Find the line containing "Task: place one keypoint per instance of the spiny", then output it and every line after it through the end of the listing below, exactly as written.

*** Data records Section Begins ***

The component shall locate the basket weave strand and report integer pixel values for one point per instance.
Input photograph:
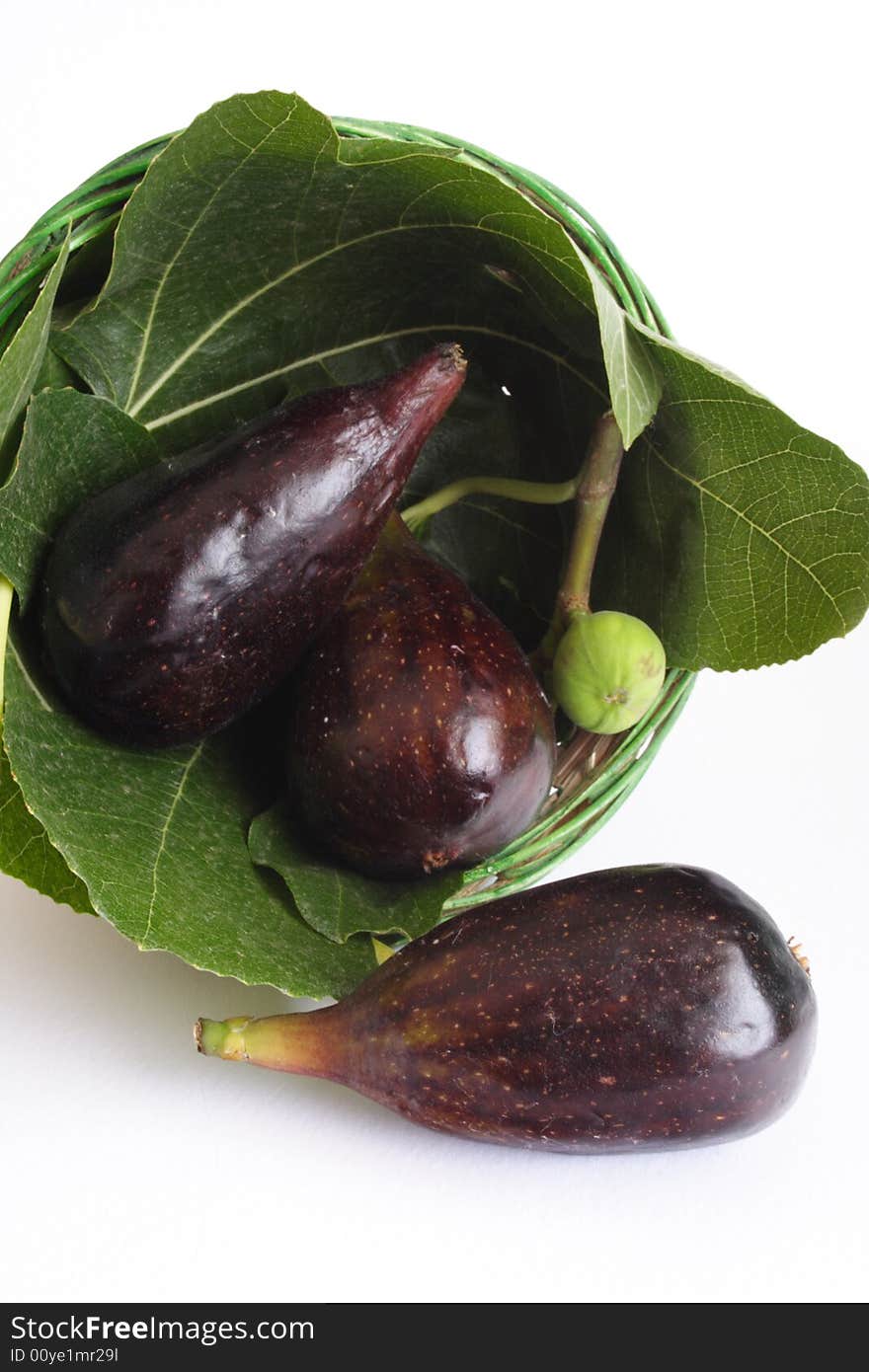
(594, 774)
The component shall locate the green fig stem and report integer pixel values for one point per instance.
(6, 607)
(287, 1043)
(594, 489)
(533, 493)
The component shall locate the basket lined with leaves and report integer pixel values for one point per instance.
(268, 252)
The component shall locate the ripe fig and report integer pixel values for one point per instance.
(179, 598)
(421, 737)
(607, 671)
(643, 1007)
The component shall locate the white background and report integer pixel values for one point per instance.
(724, 148)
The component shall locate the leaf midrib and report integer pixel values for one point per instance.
(133, 409)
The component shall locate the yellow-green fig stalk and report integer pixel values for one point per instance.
(607, 671)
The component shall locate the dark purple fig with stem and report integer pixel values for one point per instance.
(421, 737)
(179, 598)
(643, 1007)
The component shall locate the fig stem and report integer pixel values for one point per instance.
(533, 493)
(594, 489)
(288, 1043)
(6, 607)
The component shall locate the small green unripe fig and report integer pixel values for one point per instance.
(607, 671)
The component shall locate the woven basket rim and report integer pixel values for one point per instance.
(594, 774)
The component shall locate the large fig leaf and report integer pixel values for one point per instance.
(266, 254)
(741, 537)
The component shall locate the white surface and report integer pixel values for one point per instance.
(727, 155)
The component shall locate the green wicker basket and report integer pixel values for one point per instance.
(594, 774)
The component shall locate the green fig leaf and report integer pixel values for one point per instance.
(741, 537)
(338, 901)
(22, 359)
(634, 383)
(27, 851)
(264, 256)
(157, 840)
(73, 446)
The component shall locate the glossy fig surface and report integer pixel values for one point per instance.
(179, 598)
(421, 737)
(643, 1007)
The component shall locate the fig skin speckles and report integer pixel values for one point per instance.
(636, 1009)
(421, 737)
(179, 598)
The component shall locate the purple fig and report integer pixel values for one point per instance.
(421, 737)
(644, 1007)
(179, 598)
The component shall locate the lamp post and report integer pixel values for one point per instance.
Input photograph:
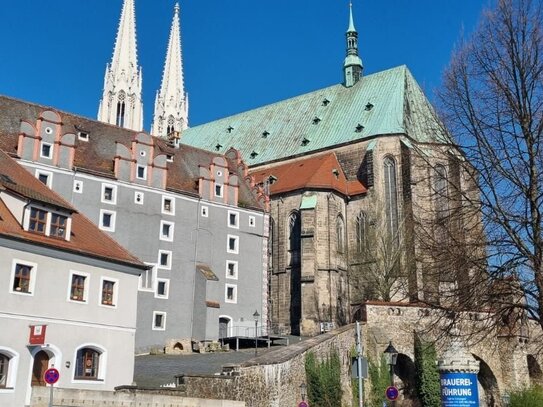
(303, 390)
(391, 355)
(255, 316)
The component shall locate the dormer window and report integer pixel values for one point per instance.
(46, 150)
(48, 223)
(38, 221)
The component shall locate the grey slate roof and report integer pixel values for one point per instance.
(325, 118)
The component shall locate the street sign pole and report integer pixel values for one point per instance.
(359, 363)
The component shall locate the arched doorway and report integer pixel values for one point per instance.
(534, 371)
(41, 364)
(404, 370)
(488, 385)
(223, 327)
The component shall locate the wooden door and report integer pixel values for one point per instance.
(41, 364)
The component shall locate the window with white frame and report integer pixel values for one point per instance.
(162, 288)
(232, 269)
(78, 186)
(147, 279)
(109, 193)
(166, 230)
(45, 177)
(46, 150)
(159, 321)
(138, 197)
(79, 287)
(109, 291)
(88, 364)
(165, 259)
(141, 172)
(232, 244)
(8, 365)
(233, 219)
(23, 277)
(168, 205)
(218, 190)
(231, 293)
(107, 220)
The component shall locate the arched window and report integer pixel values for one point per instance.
(391, 197)
(87, 364)
(442, 193)
(361, 232)
(121, 106)
(170, 129)
(340, 233)
(4, 366)
(295, 232)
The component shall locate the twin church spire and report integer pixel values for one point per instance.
(121, 102)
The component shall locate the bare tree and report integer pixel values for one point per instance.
(492, 103)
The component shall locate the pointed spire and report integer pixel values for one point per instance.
(121, 102)
(171, 104)
(352, 66)
(351, 21)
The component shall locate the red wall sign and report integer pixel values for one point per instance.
(37, 334)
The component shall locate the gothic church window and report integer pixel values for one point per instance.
(121, 106)
(391, 197)
(295, 233)
(340, 233)
(442, 193)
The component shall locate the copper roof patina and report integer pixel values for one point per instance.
(387, 102)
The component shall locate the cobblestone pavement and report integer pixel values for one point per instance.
(155, 370)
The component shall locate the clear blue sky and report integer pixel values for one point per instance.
(238, 54)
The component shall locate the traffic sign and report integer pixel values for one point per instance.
(51, 376)
(392, 393)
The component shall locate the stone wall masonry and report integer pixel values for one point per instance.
(129, 397)
(273, 379)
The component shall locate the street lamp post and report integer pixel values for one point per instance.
(303, 389)
(255, 316)
(391, 355)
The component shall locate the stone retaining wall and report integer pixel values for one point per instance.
(124, 398)
(273, 379)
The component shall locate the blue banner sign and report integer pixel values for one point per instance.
(459, 389)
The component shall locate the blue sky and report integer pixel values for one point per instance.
(238, 54)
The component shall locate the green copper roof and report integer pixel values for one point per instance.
(387, 102)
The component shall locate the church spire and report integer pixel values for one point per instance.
(171, 104)
(121, 102)
(352, 67)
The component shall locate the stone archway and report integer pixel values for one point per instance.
(488, 385)
(405, 372)
(534, 370)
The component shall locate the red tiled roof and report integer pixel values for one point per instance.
(97, 155)
(319, 172)
(86, 239)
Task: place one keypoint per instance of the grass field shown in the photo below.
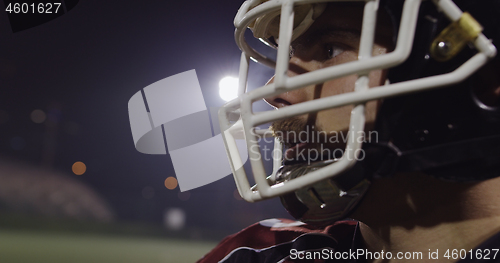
(38, 247)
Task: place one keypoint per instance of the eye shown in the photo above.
(334, 50)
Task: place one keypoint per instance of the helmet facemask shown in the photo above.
(326, 190)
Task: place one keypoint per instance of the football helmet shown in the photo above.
(430, 118)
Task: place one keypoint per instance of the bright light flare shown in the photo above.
(228, 88)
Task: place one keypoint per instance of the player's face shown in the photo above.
(333, 39)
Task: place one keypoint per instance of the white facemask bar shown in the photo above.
(359, 97)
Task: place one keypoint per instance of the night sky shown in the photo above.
(82, 68)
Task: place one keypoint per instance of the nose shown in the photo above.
(295, 67)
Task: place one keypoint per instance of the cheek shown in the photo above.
(338, 119)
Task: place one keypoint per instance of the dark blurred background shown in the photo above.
(64, 89)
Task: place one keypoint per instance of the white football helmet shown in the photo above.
(326, 191)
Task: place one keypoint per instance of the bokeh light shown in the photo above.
(170, 183)
(79, 168)
(228, 88)
(38, 116)
(174, 218)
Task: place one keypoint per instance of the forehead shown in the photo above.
(341, 15)
(348, 18)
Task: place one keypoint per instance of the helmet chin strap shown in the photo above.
(324, 202)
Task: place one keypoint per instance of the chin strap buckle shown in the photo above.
(454, 37)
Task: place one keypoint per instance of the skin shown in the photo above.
(408, 212)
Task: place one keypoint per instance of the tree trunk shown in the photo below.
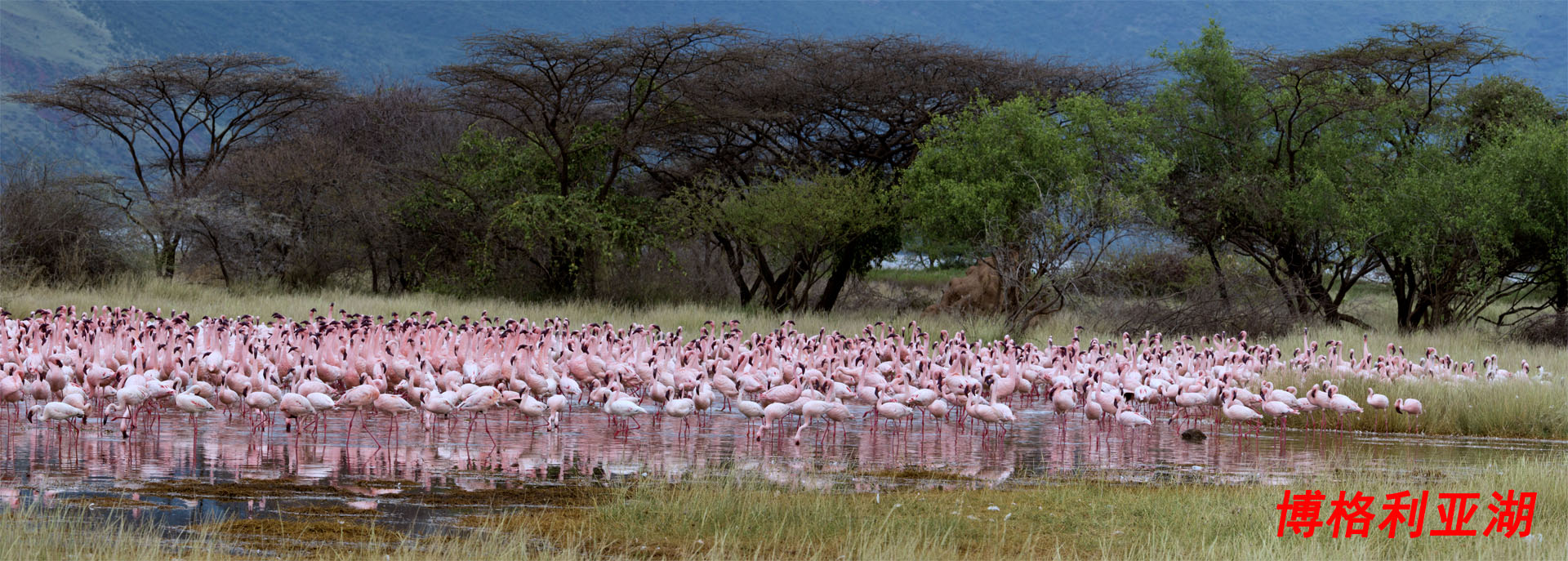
(830, 293)
(167, 254)
(1218, 274)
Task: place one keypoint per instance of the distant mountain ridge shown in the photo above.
(397, 41)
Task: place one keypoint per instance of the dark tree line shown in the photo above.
(548, 167)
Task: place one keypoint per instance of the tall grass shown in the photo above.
(1517, 409)
(35, 533)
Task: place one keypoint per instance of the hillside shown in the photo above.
(395, 41)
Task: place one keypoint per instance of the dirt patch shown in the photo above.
(110, 502)
(524, 496)
(918, 474)
(330, 510)
(298, 537)
(243, 489)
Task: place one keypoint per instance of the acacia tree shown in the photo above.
(318, 198)
(177, 118)
(494, 211)
(1045, 189)
(794, 229)
(1286, 155)
(847, 105)
(579, 104)
(1530, 160)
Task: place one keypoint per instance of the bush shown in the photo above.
(1544, 329)
(49, 232)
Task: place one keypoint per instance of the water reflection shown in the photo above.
(225, 448)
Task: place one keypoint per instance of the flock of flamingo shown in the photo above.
(127, 366)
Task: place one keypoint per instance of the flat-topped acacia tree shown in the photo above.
(177, 118)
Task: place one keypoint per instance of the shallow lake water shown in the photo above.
(364, 475)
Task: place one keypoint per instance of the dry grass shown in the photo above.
(1479, 409)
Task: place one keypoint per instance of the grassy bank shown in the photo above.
(1517, 409)
(750, 519)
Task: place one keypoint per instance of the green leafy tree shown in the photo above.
(499, 203)
(797, 231)
(1045, 190)
(1530, 160)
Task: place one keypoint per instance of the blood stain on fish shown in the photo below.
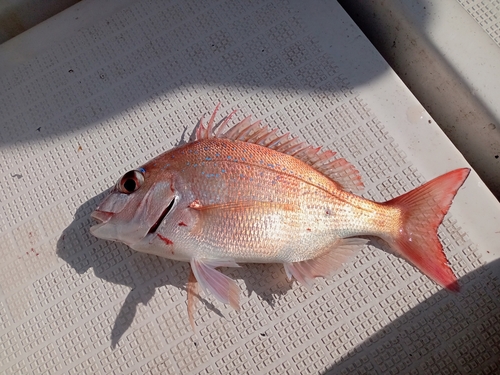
(165, 239)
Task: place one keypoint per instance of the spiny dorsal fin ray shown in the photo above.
(339, 170)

*** Data records Section Ends ***

◆ **Answer box**
Task: place one keypoint per instance of the spiny dorsal fin ray shown in the photo above.
(339, 170)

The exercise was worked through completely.